Point placement rows
==================================================
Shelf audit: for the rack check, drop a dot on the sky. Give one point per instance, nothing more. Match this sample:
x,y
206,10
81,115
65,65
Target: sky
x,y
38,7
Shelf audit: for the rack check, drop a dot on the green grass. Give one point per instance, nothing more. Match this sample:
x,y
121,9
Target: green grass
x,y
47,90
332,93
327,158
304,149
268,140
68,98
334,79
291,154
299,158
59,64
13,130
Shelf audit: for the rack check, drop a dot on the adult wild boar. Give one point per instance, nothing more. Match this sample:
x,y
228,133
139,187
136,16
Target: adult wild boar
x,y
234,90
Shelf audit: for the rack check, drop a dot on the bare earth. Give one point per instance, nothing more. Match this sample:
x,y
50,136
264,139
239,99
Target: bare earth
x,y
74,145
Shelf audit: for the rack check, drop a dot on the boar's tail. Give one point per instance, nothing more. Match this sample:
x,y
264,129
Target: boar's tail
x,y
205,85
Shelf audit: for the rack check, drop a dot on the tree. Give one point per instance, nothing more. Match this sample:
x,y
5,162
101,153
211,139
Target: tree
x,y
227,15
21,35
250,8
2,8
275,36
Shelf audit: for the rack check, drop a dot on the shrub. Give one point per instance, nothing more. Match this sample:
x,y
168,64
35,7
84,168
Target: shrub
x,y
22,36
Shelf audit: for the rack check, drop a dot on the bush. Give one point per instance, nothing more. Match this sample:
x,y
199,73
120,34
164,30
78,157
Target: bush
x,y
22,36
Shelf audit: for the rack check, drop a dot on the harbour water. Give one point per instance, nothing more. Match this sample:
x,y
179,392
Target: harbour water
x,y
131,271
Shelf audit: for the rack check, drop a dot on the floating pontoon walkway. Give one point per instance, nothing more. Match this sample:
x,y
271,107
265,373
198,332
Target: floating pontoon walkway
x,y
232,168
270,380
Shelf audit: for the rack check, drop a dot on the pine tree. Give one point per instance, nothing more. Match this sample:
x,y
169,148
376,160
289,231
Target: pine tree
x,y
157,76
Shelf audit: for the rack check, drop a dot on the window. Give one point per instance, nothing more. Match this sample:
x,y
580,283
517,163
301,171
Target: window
==================================================
**INSTRUCTIONS TO FOLLOW:** Reproduce word for word everything from the line containing "on the shrub." down to the last line of the rows above.

**FULL RESPONSE:**
Shelf audit: for the rack check, drop a dot on the shrub. Give one point per instance, nothing more. Match this sample:
x,y
168,64
35,7
84,168
Target: shrub
x,y
22,36
Shelf audit: for the rack check, drop a dot on the bush. Give one point per instance, nothing more. Match this sample:
x,y
199,73
120,34
164,30
78,157
Target: bush
x,y
22,36
Shelf audit: for the rack check, drop a dot on the harbour water. Give one point per instance, nothing more. Match this sample:
x,y
179,392
Target: harbour water
x,y
131,271
Shelf audit: for the rack check, drop a dot on the floating pontoon walkway. Give one point per instance, nothing more. Match this sample:
x,y
271,107
265,373
198,332
Target: floating pontoon walkway
x,y
232,168
270,380
Shelf audit: for the rack check, drop a dot on the pine tree. Give one point per instance, nothing more. Match this sample:
x,y
169,148
376,160
289,231
Target: pine tree
x,y
157,76
Shelf audit: for the rack check, drop a dot on the window. Give one point per instance, nothing more. Match this sample:
x,y
580,283
517,163
301,171
Target: window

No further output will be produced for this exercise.